[[ Extracted information open ]]

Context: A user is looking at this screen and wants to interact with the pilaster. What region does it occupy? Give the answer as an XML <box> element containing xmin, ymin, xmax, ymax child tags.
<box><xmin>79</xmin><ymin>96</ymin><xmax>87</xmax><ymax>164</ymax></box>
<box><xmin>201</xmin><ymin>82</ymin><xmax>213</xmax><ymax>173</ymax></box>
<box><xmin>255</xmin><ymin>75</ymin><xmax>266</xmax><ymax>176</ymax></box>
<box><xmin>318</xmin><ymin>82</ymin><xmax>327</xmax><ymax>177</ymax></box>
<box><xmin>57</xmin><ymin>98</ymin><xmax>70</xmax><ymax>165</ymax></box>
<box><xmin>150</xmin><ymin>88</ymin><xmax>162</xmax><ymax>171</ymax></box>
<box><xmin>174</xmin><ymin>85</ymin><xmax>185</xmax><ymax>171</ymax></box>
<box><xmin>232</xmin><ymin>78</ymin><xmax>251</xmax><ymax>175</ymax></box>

[[ Extracted information closed ]]

## [The problem]
Transcribe all of the material exactly as it appears.

## [Answer space]
Context: A user is looking at this screen and wants to interact with the pilaster. What region does it occupy? Give the answer as an XML <box> element containing xmin, ymin, xmax, ymax child tags.
<box><xmin>79</xmin><ymin>96</ymin><xmax>87</xmax><ymax>164</ymax></box>
<box><xmin>201</xmin><ymin>82</ymin><xmax>213</xmax><ymax>173</ymax></box>
<box><xmin>255</xmin><ymin>75</ymin><xmax>266</xmax><ymax>176</ymax></box>
<box><xmin>318</xmin><ymin>82</ymin><xmax>327</xmax><ymax>177</ymax></box>
<box><xmin>57</xmin><ymin>98</ymin><xmax>70</xmax><ymax>165</ymax></box>
<box><xmin>150</xmin><ymin>88</ymin><xmax>162</xmax><ymax>171</ymax></box>
<box><xmin>174</xmin><ymin>85</ymin><xmax>185</xmax><ymax>171</ymax></box>
<box><xmin>232</xmin><ymin>78</ymin><xmax>251</xmax><ymax>175</ymax></box>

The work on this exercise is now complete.